Saved entries
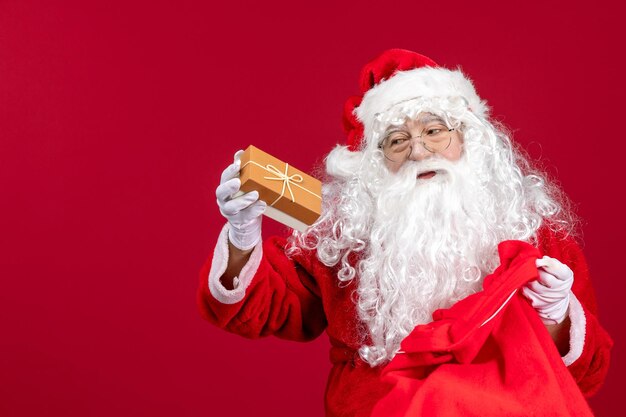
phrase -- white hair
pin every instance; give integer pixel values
(418, 245)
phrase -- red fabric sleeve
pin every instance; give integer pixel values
(282, 300)
(590, 369)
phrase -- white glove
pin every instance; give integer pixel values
(550, 293)
(242, 212)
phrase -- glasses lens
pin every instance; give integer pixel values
(397, 146)
(436, 138)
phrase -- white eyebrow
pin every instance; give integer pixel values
(428, 117)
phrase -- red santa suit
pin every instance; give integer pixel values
(299, 298)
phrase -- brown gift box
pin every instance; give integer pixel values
(293, 198)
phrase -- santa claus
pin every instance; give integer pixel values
(414, 211)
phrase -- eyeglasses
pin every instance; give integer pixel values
(396, 146)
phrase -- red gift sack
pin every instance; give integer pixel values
(488, 355)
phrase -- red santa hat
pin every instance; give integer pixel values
(396, 76)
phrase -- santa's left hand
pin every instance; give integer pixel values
(550, 293)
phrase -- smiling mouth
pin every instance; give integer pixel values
(426, 175)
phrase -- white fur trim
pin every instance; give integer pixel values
(426, 82)
(218, 267)
(577, 331)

_Exercise prompt_
What lines in the entries contain "santa"? Report each one by copying it.

_Exercise answer_
phrase -- red santa suit
phrase -- santa claus
phrase -- red santa hat
phrase -- santa's left hand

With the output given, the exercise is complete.